'''
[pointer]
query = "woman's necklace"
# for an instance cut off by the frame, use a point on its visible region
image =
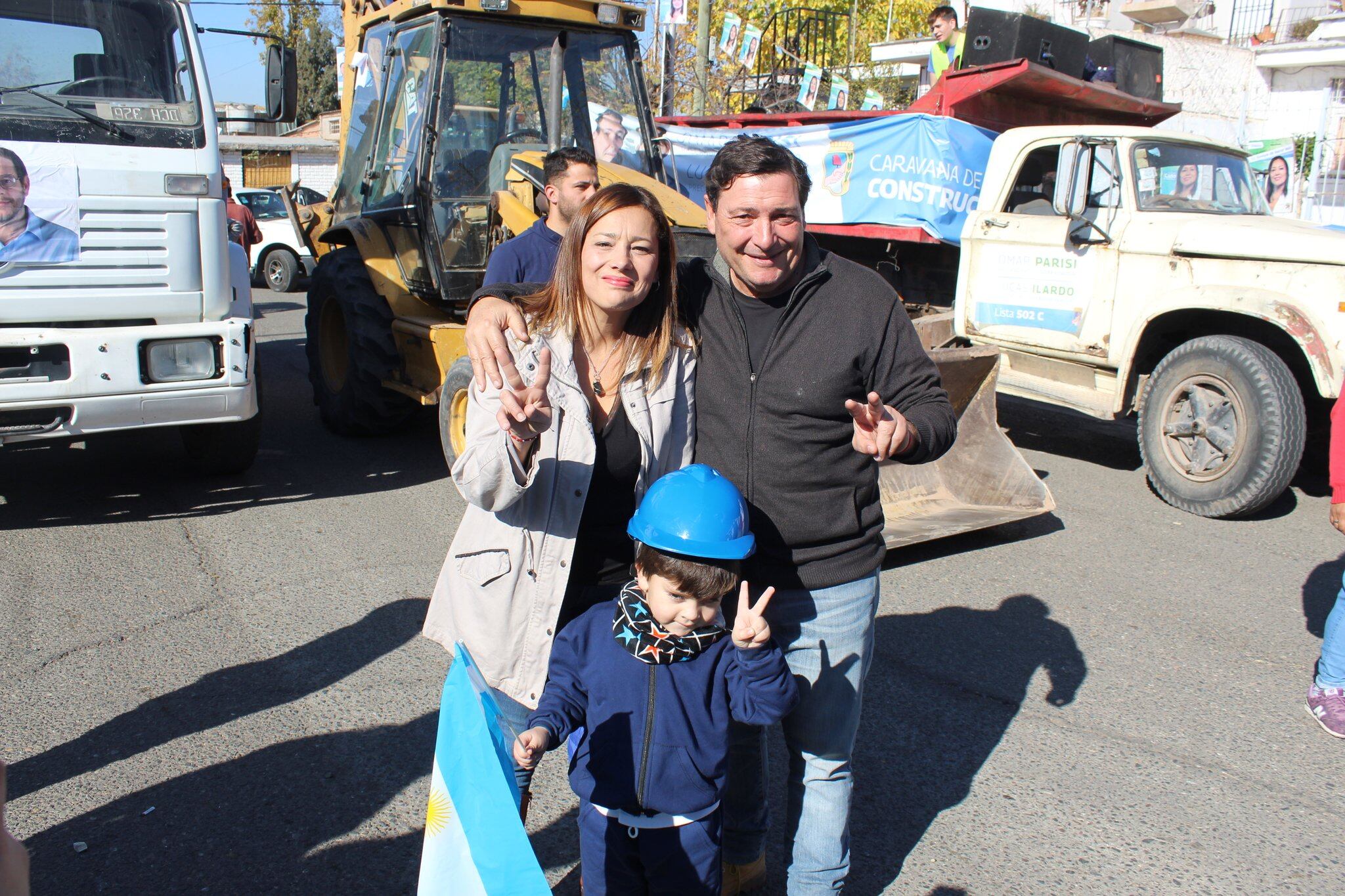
(598, 375)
'''
EXERCISE DESCRIPTION. Repeat the records above line for line, leaving the pictures out.

EXERCISE OUTPUT.
[pointer]
query = "woman's necklace"
# for an instance cut off by the frame, use a point on its visible region
image =
(598, 375)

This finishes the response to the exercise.